* Material shown:
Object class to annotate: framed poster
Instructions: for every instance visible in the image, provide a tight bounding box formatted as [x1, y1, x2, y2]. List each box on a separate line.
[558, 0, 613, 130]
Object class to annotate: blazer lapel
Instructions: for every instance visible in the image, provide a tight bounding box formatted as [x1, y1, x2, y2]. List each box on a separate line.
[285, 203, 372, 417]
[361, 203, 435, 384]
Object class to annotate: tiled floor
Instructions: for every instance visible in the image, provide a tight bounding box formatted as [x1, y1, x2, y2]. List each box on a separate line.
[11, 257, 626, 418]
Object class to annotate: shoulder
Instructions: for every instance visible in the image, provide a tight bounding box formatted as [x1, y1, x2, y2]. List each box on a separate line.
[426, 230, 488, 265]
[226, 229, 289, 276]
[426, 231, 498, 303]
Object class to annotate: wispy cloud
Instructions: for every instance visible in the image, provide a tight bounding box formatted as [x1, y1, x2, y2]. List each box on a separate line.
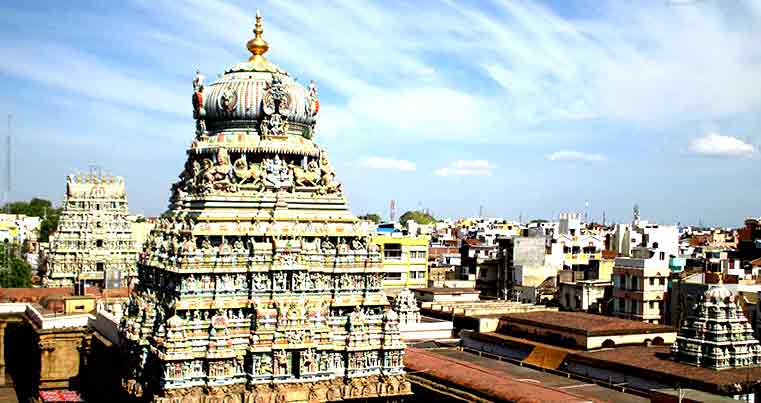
[434, 160, 496, 176]
[689, 133, 756, 157]
[359, 157, 416, 171]
[544, 150, 606, 162]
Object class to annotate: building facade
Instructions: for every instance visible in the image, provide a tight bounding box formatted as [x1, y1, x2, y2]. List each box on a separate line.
[43, 172, 137, 288]
[117, 15, 410, 403]
[613, 257, 670, 324]
[370, 235, 429, 294]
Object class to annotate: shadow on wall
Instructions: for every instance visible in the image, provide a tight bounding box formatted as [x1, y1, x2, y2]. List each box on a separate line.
[3, 322, 40, 402]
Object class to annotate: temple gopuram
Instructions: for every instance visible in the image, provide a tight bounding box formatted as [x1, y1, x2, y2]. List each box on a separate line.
[671, 285, 761, 369]
[43, 171, 137, 288]
[121, 12, 411, 403]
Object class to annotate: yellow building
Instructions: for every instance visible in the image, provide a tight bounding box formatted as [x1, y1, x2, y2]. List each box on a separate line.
[372, 235, 429, 294]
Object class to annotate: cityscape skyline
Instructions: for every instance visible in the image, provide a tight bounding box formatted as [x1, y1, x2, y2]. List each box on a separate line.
[0, 1, 761, 227]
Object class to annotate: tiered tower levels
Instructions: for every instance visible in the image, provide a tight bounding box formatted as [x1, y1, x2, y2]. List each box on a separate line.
[122, 11, 410, 402]
[43, 172, 137, 287]
[672, 285, 761, 369]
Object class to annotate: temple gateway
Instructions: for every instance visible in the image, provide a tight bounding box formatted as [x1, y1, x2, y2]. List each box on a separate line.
[671, 285, 761, 369]
[42, 171, 137, 289]
[121, 13, 411, 403]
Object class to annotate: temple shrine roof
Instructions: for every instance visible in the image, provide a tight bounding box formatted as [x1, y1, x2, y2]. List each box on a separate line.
[502, 311, 675, 336]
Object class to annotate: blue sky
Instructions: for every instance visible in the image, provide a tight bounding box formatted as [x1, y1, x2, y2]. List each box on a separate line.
[0, 0, 761, 226]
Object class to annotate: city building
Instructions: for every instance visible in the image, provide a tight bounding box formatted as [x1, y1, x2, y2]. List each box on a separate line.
[613, 256, 671, 324]
[43, 171, 137, 288]
[121, 15, 410, 403]
[498, 311, 676, 350]
[556, 280, 613, 313]
[370, 233, 429, 294]
[609, 220, 680, 257]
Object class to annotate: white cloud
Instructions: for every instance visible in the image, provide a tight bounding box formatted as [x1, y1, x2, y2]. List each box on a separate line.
[544, 150, 606, 162]
[434, 160, 496, 176]
[359, 157, 416, 171]
[689, 133, 756, 157]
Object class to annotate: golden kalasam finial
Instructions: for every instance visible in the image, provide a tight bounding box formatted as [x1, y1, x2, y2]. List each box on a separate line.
[246, 10, 270, 62]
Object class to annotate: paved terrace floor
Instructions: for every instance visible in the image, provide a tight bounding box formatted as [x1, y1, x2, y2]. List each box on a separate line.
[410, 349, 650, 403]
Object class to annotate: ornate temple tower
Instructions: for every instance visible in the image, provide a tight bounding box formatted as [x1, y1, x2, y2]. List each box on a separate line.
[122, 13, 410, 403]
[671, 285, 761, 369]
[43, 172, 137, 287]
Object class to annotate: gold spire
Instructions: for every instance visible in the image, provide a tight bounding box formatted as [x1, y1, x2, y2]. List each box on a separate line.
[246, 10, 270, 62]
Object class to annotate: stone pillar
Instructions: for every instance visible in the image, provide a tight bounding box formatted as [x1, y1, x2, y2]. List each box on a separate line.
[0, 322, 7, 385]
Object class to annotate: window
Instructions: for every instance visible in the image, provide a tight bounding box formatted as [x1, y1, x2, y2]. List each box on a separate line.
[383, 243, 402, 259]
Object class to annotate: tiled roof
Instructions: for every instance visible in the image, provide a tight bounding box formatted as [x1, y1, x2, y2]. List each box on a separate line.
[502, 311, 676, 336]
[575, 346, 761, 389]
[404, 347, 590, 403]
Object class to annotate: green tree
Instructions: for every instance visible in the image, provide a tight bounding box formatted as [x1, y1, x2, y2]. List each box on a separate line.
[357, 213, 380, 224]
[0, 243, 32, 288]
[3, 197, 61, 242]
[399, 210, 436, 225]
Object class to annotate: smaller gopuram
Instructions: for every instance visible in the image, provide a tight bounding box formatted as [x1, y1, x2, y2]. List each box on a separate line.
[43, 171, 137, 288]
[671, 285, 761, 369]
[392, 288, 420, 326]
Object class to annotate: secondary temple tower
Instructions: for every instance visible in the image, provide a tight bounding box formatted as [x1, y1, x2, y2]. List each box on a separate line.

* Task statement:
Copy every one of the lines above word for word, leaving the pictures out of your copy.

* Output:
Object class to annotate: framed poster
Instructions: for every instance visible in the image, provide a tight bounding box formatted as [x1, y1, x2, y2]. List each box on a separate line.
[558, 0, 613, 130]
Object class to annotate: blazer lapel
Instructions: for every instance visible in the image, provide a tight bounding box formatted as [x1, y1, x2, y2]. List each box on a separate line.
[285, 203, 372, 417]
[361, 203, 435, 384]
Object class to annotate: tiled floor
Instructions: for every instance visible in the image, provide a tight bounding box formatted as [x1, y1, x2, y2]. List each box on a separate line.
[11, 257, 626, 418]
Object class to annotate: shoulder
Instructions: for every instance visible in the image, provide a tight bounding box formatted as [x1, y1, x2, y2]. List each box on a separate line.
[426, 230, 488, 265]
[226, 229, 289, 276]
[426, 231, 498, 303]
Object class to annotate: wispy cloud
Instructions: for every instance visible in the image, provide a tight bounding box formatted as [x1, y1, x2, y2]. List each box on a separate line.
[434, 160, 496, 176]
[689, 133, 756, 157]
[359, 157, 416, 171]
[544, 150, 606, 162]
Object class to annotate: building facade
Instructions: for every instance visible in the image, provide a tight bounding box formatted as [x1, y1, x2, y2]. List each box on a separate line.
[43, 172, 137, 288]
[117, 15, 410, 403]
[613, 257, 670, 324]
[370, 235, 429, 294]
Object class to annotate: shadow on wall
Instructions: for every instance visible in the image, provide a tight bounding box formatted as [x1, y1, x2, y2]. List each box on a separate line.
[3, 322, 40, 402]
Object class to annotate: temple gopuram
Instructions: for every instance visible in the image, provide a tight bounding box formatted as [x1, y1, x2, y2]. List each box on a separate line.
[671, 285, 761, 369]
[43, 171, 137, 288]
[121, 12, 411, 403]
Object class to annotate: yellow building
Instructions: for every instance visible in the image, provide a tight bounding box formatted as [x1, y1, x2, y2]. List each box on a separate line.
[372, 235, 429, 294]
Object class to annotate: cityscape skyline
Instructions: for every instance visible in the image, provide a tight bounding box formatted as [x1, y1, x2, y2]. List each box on a separate line.
[0, 1, 761, 227]
Object class to annotate: tiered tower levels
Instructions: for every instance visible in the image, provide a tight bounding box formatted as [x1, y1, x2, y2]. List each box on a separate line.
[122, 11, 410, 402]
[43, 172, 137, 287]
[672, 285, 761, 369]
Object class to annotate: temple gateway
Instructions: for every instance visible in the image, provide a tight bounding box formatted as [x1, y1, x2, y2]. List each box on a separate line.
[671, 285, 761, 369]
[42, 171, 137, 289]
[121, 13, 411, 403]
Object class to annotate: temple shrine roof
Instructions: for every instance visible in the image, provide a tight bounding box formatted as [x1, y1, x2, y2]. List each box on a separate line.
[502, 311, 675, 336]
Object class to annotate: blue sky
Instructions: for every instance visible in the image, provide a tight bounding box formatted as [x1, y1, x2, y2]. List each box on a separate line.
[0, 0, 761, 226]
Object class to annotate: city building
Instructions: for every instance visible in the image, provide a tight bounding box formatted as [x1, y1, x2, y2]. List each box on a separate line.
[613, 256, 671, 324]
[43, 171, 137, 288]
[121, 15, 410, 403]
[498, 311, 676, 350]
[556, 280, 613, 313]
[370, 233, 429, 294]
[609, 220, 680, 257]
Object class to annotate: white cloud
Instructions: for every instance visible in the image, provide a tight bounding box formatted as [x1, y1, x2, y2]. List each box on a separate line.
[544, 150, 606, 162]
[434, 160, 496, 176]
[359, 157, 416, 171]
[689, 133, 756, 157]
Object class to annotate: golden kalasam finial
Instructions: for every instance visible in the image, provide a tight bounding box formatted as [x1, y1, x2, y2]. List each box on a separate line.
[246, 10, 270, 62]
Object class to annotate: paved terrace floor
Instructions: for every instance visible in the image, provide a tight bounding box formatted as [x1, y1, x2, y2]. List each box on a separate line.
[410, 349, 650, 403]
Object class to annotate: ornate temple tower
Instructions: for every instance visible in the image, provide a tight bounding box formatted as [x1, y1, x2, y2]. List each box on a separate line.
[122, 13, 410, 403]
[671, 285, 761, 369]
[43, 172, 137, 287]
Object class to annotate: gold spire
Instructions: for every instance visible in the image, provide a tight bounding box formatted as [x1, y1, x2, y2]. List each box on a separate line.
[246, 10, 270, 62]
Object class to annotate: stone pillar
Instructions: for every instance visible in the image, provide a tight bounding box formatted as [x1, y1, x2, y2]. List each box on a separate line.
[0, 322, 7, 385]
Object class to annotate: window
Instructions: for every instance visible in the image, provide a tight bounding box formatted as [x1, y1, x2, y2]. List each box on a separate line.
[383, 243, 402, 259]
Object class to annotate: tiled roof
Instructions: for every instance visible in the image, provide a tight bounding box formatted as [x1, y1, x2, y2]. List each box on a separate line.
[502, 311, 676, 336]
[575, 346, 761, 389]
[404, 347, 590, 403]
Object class to annotate: green tree
Instructions: for every instance visible in the image, provide a tight bounding box formatted as [x1, y1, x2, y2]. List each box on a separate line.
[357, 213, 380, 224]
[0, 243, 32, 288]
[3, 197, 61, 242]
[399, 210, 436, 225]
Object class to annotate: smaller gopuram
Instructions: for every instance visible in the image, provide a tight bounding box formatted as [x1, y1, x2, y2]. List each box on a separate line.
[43, 171, 137, 288]
[671, 285, 761, 369]
[392, 288, 420, 326]
Object class to annotate: secondary temple tower
Instructions: for every instance visible in the image, provide a tight bounding box formatted as [x1, y1, x2, y2]. List each box on a separate line.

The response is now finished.